#### Excerpt from a dataset
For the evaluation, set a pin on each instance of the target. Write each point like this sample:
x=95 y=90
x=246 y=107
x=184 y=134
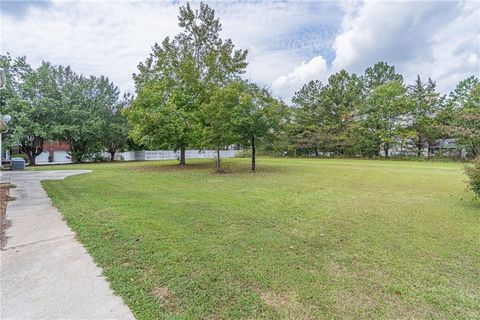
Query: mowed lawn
x=300 y=239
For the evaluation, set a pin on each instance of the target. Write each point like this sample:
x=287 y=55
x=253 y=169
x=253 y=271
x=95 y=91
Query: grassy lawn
x=300 y=239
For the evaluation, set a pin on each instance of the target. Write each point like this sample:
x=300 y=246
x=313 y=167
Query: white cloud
x=286 y=85
x=435 y=39
x=440 y=40
x=111 y=38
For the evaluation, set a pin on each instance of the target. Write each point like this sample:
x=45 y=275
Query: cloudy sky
x=289 y=43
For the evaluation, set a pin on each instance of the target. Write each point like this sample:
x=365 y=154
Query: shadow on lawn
x=226 y=168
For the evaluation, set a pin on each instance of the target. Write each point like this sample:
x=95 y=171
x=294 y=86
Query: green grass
x=300 y=239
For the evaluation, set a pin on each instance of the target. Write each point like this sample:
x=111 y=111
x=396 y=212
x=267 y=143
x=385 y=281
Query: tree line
x=189 y=93
x=53 y=103
x=377 y=112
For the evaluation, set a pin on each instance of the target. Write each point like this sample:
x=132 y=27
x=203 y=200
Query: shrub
x=21 y=155
x=473 y=173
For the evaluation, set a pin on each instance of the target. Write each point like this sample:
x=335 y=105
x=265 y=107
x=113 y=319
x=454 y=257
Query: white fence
x=144 y=155
x=153 y=155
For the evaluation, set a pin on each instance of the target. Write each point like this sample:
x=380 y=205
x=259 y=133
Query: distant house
x=444 y=148
x=55 y=152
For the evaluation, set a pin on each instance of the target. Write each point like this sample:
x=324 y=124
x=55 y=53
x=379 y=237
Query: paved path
x=45 y=272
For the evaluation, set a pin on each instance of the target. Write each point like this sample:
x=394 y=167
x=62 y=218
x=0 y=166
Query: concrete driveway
x=45 y=272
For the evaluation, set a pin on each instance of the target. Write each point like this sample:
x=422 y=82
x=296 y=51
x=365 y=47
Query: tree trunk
x=182 y=156
x=419 y=148
x=253 y=154
x=31 y=158
x=218 y=160
x=385 y=149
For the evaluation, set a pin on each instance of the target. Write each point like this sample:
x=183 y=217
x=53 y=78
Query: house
x=55 y=152
x=444 y=148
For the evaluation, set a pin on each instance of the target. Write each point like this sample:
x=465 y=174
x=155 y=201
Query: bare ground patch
x=287 y=303
x=4 y=223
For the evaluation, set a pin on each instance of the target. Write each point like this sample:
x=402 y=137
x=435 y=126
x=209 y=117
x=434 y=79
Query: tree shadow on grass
x=227 y=168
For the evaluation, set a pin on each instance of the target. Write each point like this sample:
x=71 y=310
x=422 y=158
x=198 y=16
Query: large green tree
x=85 y=111
x=425 y=105
x=178 y=77
x=257 y=115
x=466 y=121
x=341 y=99
x=217 y=118
x=308 y=120
x=385 y=114
x=31 y=98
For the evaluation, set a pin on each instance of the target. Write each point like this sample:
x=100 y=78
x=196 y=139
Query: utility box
x=18 y=163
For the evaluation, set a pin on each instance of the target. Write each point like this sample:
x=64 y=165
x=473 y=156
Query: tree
x=307 y=117
x=256 y=115
x=84 y=113
x=116 y=128
x=425 y=106
x=341 y=99
x=31 y=98
x=384 y=114
x=379 y=74
x=218 y=117
x=466 y=124
x=178 y=77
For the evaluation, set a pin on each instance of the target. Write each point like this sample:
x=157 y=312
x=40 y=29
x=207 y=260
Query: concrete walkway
x=45 y=272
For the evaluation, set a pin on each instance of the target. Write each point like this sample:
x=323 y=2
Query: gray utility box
x=18 y=163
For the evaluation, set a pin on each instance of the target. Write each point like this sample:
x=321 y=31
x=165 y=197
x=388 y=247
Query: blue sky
x=289 y=43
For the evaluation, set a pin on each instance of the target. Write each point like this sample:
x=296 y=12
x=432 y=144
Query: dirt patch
x=4 y=223
x=162 y=294
x=287 y=303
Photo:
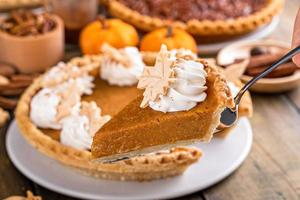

#### WHAT THE TASK ASKS
Show every line in the entries above that contains the word "patch", treating uppercase and lowercase as different.

#### WRITTEN RESPONSE
Query: bare ground patch
Query: dirt patch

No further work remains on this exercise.